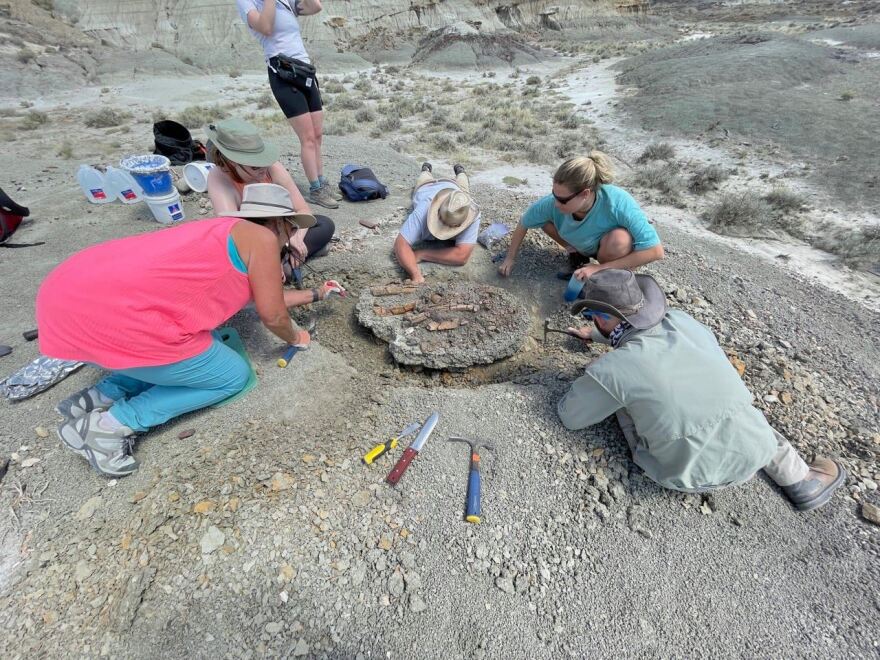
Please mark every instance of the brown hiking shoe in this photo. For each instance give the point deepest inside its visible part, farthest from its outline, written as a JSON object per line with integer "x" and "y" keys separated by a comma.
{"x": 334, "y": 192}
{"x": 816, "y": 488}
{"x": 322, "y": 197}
==
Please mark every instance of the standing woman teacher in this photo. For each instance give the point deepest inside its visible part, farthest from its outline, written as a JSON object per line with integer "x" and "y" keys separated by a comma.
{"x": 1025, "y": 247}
...
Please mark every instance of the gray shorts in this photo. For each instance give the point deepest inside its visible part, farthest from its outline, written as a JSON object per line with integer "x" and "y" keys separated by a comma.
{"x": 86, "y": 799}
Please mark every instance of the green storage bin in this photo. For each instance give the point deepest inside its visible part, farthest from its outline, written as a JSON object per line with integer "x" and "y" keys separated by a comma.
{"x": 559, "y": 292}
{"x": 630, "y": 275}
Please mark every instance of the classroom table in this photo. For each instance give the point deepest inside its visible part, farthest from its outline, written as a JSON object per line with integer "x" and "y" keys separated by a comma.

[PROBLEM STATEMENT] Please, from the entries above, set down exactly the lines from the one containing "Please mark every instance of the gray" through the one containing "Please mark every instance of the classroom", and only those.

[RESULT FOR THIS TASK]
Please mark every instance of the gray shorts in this photo. For each instance give the point deepest inside its visible part, farthest from its outline, written as a JSON object per line with integer "x" and "y" keys separated by a comma.
{"x": 86, "y": 799}
Please mark every instance of the green storage bin in this photo. For each instance give the point deepest inside its visible part, farthest from its outline, written as a JSON object per line with integer "x" and "y" keys separated by a comma.
{"x": 559, "y": 292}
{"x": 630, "y": 275}
Please mark every instance of the classroom table in this photo. For each instance give the point deepest inside its visible part, farthest from its outline, written as a JSON object per line with integer "x" and "y" keys separated by a comma.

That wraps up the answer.